| The tasks |
[1] In the magician profile below, condense the paragraph beginning "Johnson developed his magic skills" into one shorter sentence that keeps its main facts.
[2] Quote the magician profile below word for word, beginning at the words "Melbourne magician Nicholas J." and stopping after the words "of all sorts.".

| Extract |
§ §
Inside the tricky life of a magician

2 January 2018

Written by: Jiordan Tolli

Nicholas J. Johnson is a con man, but not as you know it.

“I like magic because you are literally making something out of nothing. You’re making something exist that doesn’t exist in the real world but you’re still managing to create the illusion that it does.”

Melbourne magician Nicholas J. Johnson is a self-proclaimed con man who lives a life of imagination, with a constantly-moving repertoire of jokes and tricks.

Magic is one of the oldest performing arts in the world. The oldest reported magic trick, the ‘cup and balls’, is almost 5,000 years old.

Johnson developed his magic skills while growing up in a circus based out of Canberra and says from a very young age he was around jugglers, unicyclists, magicians and performers of all sorts.

“Growing up in a circus was surprisingly normal … I just happened to hang out with this very strange, colourful collection of people in my spare time, which gave me kind of a warped sense of what it was to have a job,” Johnson tells upstart.

The well-known magician has never done anything else. “I did for a brief time when I was nine consider maybe becoming a teacher but I quickly grew out of it,” Johnson says.

Johnson performs for people of varying ages and likes the fact that he can switch back and forth between his adult and children’s shows.

“What I do for kids and what I do for adults is completely different not just in terms of the types of tricks but what the audience expects, what I expect and what the character is. I keep them completely separate so that people know what to expect when I show up.”

Keeping the magic alive is something Johnson has been working on his entire life. Although he is a major success at kids parties, going by alter ego Tricky Nick, he says one of his favourite things to do is teach people how to avoid being fooled.
§ §
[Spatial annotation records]
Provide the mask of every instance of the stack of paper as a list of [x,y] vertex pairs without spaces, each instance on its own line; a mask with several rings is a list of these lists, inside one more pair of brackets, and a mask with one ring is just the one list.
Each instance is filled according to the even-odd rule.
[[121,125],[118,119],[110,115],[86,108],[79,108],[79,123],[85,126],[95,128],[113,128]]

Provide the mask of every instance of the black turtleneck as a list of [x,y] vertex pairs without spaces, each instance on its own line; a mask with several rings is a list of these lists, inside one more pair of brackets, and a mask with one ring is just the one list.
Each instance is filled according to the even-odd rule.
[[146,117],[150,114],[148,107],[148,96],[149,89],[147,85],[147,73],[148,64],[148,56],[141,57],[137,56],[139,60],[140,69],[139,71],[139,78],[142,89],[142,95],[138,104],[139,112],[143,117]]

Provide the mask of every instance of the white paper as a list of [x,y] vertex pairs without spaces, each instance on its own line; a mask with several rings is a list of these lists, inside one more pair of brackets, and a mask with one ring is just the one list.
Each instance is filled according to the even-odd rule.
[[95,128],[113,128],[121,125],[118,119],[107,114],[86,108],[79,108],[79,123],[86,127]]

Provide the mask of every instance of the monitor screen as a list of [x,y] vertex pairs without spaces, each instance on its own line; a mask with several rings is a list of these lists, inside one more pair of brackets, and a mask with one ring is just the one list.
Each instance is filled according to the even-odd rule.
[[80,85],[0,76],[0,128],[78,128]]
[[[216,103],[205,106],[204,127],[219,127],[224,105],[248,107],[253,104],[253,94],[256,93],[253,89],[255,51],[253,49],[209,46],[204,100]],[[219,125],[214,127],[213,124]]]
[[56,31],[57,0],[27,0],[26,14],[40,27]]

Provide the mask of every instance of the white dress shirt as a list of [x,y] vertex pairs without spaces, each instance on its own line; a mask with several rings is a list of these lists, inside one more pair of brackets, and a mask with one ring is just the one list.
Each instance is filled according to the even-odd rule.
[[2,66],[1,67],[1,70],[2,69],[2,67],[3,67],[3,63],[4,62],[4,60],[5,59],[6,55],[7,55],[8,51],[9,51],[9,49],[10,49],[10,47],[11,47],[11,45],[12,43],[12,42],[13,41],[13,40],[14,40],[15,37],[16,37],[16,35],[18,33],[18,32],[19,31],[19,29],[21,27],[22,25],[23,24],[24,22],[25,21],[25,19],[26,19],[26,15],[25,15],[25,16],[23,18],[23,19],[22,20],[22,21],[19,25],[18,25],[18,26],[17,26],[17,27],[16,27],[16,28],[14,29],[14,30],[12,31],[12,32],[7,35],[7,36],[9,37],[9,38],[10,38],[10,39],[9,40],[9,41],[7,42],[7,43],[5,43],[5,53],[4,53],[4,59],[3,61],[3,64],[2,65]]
§ §
| Answers |
[1] Johnson learned magic growing up in a Canberra-based circus, surrounded from an early age by jugglers, unicyclists, magicians and other performers.

[2]
Melbourne magician Nicholas J. Johnson is a self-proclaimed con man who lives a life of imagination, with a constantly-moving repertoire of jokes and tricks.

Magic is one of the oldest performing arts in the world. The oldest reported magic trick, the ‘cup and balls’, is almost 5,000 years old.

Johnson developed his magic skills while growing up in a circus based out of Canberra and says from a very young age he was around jugglers, unicyclists, magicians and performers of all sorts.